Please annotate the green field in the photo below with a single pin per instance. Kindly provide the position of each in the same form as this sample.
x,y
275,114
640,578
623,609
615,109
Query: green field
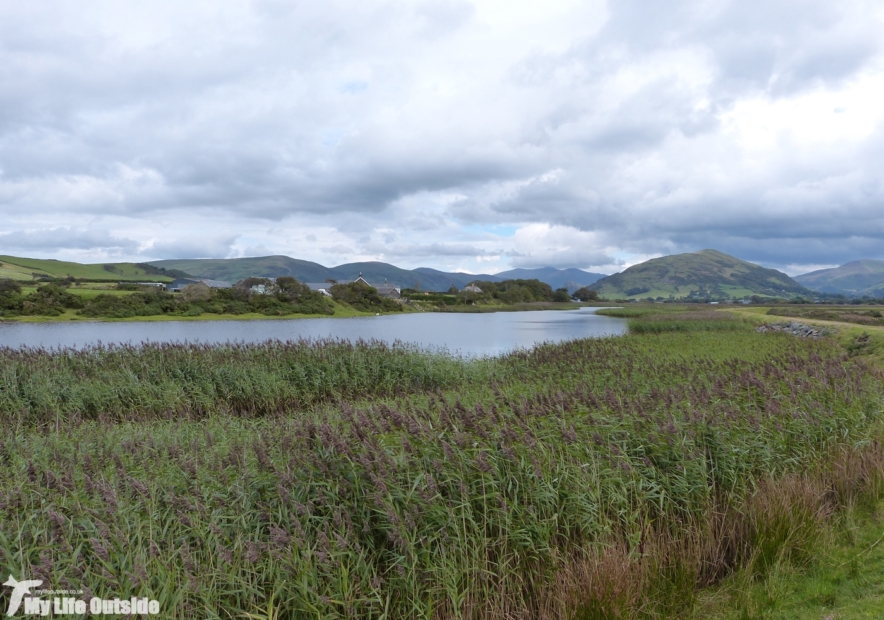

What you are asked to do
Can you arrange the rows above as a Markdown table with the columns "Number" and "Text", giving each line its number and wording? Skip blank lines and leave the pictures out.

Solution for this task
| Number | Text |
|---|---|
| 1 | Please annotate the green field in the photo below with a single pin per instance. Kindly provide the position of each in the same form as this sample. |
| 2 | x,y |
| 3 | 275,114 |
| 4 | 640,578 |
| 5 | 623,609 |
| 6 | 615,109 |
| 7 | Query: green field |